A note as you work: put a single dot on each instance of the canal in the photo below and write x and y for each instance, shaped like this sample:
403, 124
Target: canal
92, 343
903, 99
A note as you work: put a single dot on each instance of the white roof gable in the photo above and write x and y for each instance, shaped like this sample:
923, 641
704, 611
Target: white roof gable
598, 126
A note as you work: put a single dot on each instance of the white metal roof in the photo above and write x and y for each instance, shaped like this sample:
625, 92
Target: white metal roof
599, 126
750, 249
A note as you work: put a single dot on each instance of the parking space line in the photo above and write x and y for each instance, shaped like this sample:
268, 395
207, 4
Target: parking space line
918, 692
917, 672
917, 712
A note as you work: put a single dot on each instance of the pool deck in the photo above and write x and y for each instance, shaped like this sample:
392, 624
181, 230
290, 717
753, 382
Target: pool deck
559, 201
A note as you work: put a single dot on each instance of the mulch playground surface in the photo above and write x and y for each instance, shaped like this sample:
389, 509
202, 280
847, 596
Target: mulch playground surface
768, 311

* * *

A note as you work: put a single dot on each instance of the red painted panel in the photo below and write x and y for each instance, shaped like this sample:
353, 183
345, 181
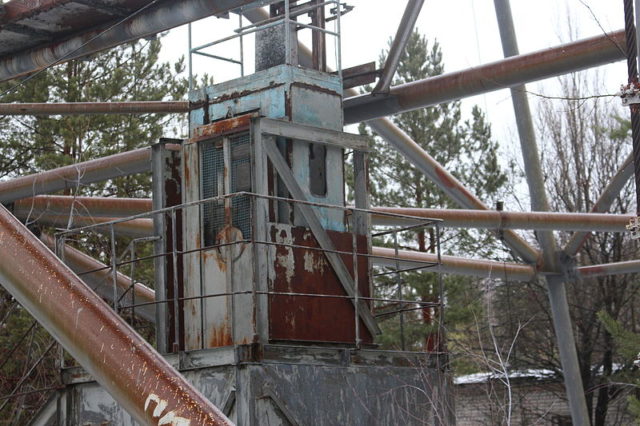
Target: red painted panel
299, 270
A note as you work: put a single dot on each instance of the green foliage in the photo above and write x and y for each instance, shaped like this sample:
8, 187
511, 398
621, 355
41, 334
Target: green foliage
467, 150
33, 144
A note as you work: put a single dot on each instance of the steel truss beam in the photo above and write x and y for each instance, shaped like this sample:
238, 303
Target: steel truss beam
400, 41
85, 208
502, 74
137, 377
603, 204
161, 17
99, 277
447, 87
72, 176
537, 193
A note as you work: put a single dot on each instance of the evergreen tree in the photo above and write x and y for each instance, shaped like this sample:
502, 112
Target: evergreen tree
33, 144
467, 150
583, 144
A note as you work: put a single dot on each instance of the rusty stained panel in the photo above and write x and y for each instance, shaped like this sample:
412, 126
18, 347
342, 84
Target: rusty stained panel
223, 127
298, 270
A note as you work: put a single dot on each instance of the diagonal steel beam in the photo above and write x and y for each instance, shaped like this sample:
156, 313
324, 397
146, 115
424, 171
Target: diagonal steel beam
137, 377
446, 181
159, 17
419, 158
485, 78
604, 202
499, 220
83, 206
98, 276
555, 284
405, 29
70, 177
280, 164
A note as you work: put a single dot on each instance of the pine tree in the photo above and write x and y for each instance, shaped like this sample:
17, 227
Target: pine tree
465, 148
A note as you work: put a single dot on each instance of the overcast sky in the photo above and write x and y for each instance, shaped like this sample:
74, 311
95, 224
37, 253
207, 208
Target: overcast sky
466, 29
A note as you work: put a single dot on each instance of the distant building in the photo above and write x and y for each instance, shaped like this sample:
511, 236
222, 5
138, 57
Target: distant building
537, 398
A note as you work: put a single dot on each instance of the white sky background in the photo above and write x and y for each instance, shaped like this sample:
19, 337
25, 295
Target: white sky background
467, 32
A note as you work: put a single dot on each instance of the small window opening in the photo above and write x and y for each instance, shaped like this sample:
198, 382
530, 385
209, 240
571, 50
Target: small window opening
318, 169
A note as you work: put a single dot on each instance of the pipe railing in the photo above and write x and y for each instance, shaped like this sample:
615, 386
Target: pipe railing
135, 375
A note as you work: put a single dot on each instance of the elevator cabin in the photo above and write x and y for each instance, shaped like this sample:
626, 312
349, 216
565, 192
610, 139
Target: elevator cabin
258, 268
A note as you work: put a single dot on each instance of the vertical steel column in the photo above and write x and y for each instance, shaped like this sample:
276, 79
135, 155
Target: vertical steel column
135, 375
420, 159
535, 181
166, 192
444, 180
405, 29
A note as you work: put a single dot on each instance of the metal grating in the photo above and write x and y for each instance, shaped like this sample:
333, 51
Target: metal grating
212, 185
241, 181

Task to carry out: If a line above includes the string "below", pick it out.

Output for this exercise:
A note as you work: put a single dot on each instance of the canal in the photo below and write x and y for each instance, shaped like this sample:
A note as you work: put a single dot on each instance of the red painted panel in the photo below and write x and y for each instance, shaped like this sample:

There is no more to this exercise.